● **TASK INSTRUCTIONS**
Entries follow. Return each line that contains the word "seared".

Point localization data:
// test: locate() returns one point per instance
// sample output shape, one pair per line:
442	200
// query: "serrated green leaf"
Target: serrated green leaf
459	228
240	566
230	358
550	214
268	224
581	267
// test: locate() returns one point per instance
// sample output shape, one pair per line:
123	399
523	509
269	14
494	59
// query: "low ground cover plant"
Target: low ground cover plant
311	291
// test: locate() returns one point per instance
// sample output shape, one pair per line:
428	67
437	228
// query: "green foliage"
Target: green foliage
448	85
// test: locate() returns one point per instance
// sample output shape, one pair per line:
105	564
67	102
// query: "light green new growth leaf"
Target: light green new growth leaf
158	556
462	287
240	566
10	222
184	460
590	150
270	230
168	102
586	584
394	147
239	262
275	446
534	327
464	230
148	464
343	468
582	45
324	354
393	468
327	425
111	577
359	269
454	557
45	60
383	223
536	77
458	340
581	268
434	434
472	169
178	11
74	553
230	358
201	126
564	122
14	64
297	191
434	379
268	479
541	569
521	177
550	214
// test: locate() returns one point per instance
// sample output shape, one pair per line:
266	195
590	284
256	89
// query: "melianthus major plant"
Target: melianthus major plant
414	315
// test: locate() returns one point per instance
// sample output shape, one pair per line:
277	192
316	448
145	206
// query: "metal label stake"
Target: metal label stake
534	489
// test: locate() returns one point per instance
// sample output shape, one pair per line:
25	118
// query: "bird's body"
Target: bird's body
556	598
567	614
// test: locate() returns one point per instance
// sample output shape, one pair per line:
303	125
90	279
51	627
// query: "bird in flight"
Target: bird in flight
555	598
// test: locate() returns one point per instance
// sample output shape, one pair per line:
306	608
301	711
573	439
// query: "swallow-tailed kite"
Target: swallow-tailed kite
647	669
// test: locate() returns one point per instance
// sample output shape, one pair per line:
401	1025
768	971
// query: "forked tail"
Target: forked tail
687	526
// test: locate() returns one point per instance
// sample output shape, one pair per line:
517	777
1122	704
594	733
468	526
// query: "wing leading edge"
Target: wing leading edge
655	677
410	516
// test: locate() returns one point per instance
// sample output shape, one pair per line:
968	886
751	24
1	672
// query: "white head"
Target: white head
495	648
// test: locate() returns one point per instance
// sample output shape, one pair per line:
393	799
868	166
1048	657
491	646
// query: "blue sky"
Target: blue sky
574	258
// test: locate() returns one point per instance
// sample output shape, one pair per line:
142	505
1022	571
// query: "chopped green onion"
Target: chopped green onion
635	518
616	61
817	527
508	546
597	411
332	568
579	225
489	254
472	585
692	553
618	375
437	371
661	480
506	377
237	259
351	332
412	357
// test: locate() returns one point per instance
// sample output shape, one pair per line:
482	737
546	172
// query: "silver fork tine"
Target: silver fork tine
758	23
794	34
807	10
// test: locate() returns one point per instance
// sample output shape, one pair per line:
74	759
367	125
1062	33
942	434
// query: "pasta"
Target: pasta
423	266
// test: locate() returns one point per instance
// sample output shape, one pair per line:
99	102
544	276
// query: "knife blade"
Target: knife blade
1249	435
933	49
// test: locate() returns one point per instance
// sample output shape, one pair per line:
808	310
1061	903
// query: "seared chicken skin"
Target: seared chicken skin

● **COMPLETED TASK**
// query: "seared chicken skin"
Target: seared chicken skin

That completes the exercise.